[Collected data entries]
((
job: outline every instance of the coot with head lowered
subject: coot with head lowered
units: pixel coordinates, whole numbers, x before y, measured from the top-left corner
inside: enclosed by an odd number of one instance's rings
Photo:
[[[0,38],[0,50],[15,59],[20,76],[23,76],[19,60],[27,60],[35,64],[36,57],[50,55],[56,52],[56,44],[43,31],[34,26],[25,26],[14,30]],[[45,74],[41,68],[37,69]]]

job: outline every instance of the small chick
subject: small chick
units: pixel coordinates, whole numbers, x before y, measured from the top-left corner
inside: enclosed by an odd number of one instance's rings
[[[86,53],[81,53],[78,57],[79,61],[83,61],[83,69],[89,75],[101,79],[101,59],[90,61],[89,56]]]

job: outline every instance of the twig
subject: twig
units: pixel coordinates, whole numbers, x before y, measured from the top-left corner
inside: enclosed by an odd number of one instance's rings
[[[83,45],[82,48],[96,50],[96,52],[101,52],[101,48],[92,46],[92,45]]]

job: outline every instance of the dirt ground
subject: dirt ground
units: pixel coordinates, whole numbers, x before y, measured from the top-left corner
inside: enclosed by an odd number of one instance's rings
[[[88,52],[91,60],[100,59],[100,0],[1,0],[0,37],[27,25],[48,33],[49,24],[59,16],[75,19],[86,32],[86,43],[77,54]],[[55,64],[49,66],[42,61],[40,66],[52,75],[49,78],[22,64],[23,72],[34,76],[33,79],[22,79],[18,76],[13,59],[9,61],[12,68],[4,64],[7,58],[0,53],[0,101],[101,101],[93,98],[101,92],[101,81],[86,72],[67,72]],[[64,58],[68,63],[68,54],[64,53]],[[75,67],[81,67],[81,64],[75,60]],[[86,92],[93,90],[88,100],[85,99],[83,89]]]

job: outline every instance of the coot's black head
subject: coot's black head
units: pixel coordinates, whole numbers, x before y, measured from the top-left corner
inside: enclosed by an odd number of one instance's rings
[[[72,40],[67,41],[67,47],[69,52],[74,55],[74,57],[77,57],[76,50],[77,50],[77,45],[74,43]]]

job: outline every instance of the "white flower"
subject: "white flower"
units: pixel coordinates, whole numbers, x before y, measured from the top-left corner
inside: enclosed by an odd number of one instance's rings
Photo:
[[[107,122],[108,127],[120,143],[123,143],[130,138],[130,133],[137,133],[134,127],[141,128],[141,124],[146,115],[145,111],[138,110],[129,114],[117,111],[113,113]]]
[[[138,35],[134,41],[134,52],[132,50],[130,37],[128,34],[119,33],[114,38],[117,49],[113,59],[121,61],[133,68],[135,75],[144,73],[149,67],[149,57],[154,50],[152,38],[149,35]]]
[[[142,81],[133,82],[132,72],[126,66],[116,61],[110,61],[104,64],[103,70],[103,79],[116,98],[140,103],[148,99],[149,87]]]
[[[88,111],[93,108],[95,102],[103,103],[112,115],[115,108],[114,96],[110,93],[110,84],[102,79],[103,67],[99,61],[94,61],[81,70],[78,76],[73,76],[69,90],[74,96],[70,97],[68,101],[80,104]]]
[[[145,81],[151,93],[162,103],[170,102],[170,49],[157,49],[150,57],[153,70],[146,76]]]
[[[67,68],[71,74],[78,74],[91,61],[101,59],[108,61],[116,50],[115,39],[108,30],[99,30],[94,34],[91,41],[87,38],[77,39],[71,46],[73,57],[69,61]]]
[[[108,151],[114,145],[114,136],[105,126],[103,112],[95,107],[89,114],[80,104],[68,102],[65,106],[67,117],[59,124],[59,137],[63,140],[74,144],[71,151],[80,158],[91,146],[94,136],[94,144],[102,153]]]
))
Prompt:
Restate the listing above word for word.

Solved exercise:
job: outline every instance of the coot with head lowered
subject: coot with head lowered
units: pixel coordinates, whole numbers, x before y, measured from the top-left corner
inside: enclosed by an odd number of one instance's rings
Photo:
[[[0,38],[0,50],[15,59],[20,76],[23,76],[19,60],[27,60],[35,64],[36,57],[50,55],[56,52],[56,44],[43,31],[34,26],[25,26],[14,30]],[[45,74],[41,68],[37,69]]]

job: outline every instance of the small chick
subject: small chick
units: pixel coordinates, whole numbers, x before y, measured from the top-left corner
inside: enclosed by an odd number of one instance's rings
[[[86,53],[81,53],[78,57],[79,61],[83,61],[83,69],[89,75],[101,79],[101,59],[90,61],[89,56]]]

job: outline every instance of the twig
subject: twig
units: pixel coordinates, whole numbers, x before y, measured from the top-left corner
inside: enclosed by an odd number of one instance's rings
[[[83,45],[82,48],[96,50],[96,52],[101,52],[101,48],[92,46],[92,45]]]

job: outline every instance of the dirt ground
subject: dirt ground
units: pixel coordinates, whole numbers, x before y, measured from the top-left corner
inside: enclosed by an odd number of one instance's rings
[[[88,52],[91,60],[100,59],[100,0],[1,0],[0,37],[27,25],[48,33],[49,24],[59,16],[75,19],[86,32],[86,43],[77,54]],[[55,64],[49,66],[42,61],[40,66],[52,75],[49,78],[22,64],[23,72],[34,76],[33,79],[22,79],[18,76],[13,59],[9,61],[12,68],[4,64],[7,58],[0,53],[0,101],[101,101],[93,98],[101,92],[101,81],[86,72],[67,72]],[[64,58],[68,63],[68,54],[64,53]],[[75,67],[81,67],[81,64],[75,60]],[[86,92],[93,90],[88,100],[85,99],[83,89]]]

job: outline every instance of the coot's black head
subject: coot's black head
units: pixel coordinates, whole numbers, x before y, measured from the top-left corner
inside: enclosed by an odd number of one instance's rings
[[[72,40],[67,41],[67,47],[69,52],[74,55],[74,57],[77,57],[76,50],[77,50],[77,45],[74,43]]]

job: outline every instance of the "white flower"
subject: "white flower"
units: pixel coordinates, whole numbers, x before y, measured from the top-left corner
inside: enclosed by an odd number of one instance's rings
Photo:
[[[107,122],[108,127],[120,143],[123,143],[130,138],[130,133],[137,133],[134,127],[141,128],[141,124],[146,115],[145,111],[138,110],[129,114],[117,111],[113,113]]]
[[[138,35],[134,41],[134,52],[132,50],[130,37],[128,34],[119,33],[114,38],[117,49],[113,59],[121,61],[133,68],[135,75],[144,73],[149,67],[149,57],[154,50],[152,38],[149,35]]]
[[[142,81],[133,82],[132,72],[126,66],[116,61],[110,61],[104,64],[103,70],[103,79],[116,98],[140,103],[148,99],[149,87]]]
[[[88,111],[93,108],[95,102],[103,103],[112,115],[115,108],[114,96],[110,93],[110,84],[102,79],[103,67],[99,61],[94,61],[81,70],[78,76],[73,76],[69,90],[74,96],[70,97],[68,101],[80,104]]]
[[[145,81],[151,93],[162,103],[170,102],[170,49],[157,49],[150,57],[153,70],[146,76]]]
[[[67,68],[71,74],[78,74],[91,61],[101,59],[108,61],[116,50],[115,39],[108,30],[99,30],[94,34],[91,41],[87,38],[77,39],[71,46],[73,57],[69,61]]]
[[[108,151],[114,145],[114,136],[105,126],[103,112],[95,107],[89,114],[80,104],[68,102],[65,106],[67,117],[59,124],[59,137],[63,140],[74,144],[71,151],[80,158],[91,146],[94,136],[94,144],[102,153]]]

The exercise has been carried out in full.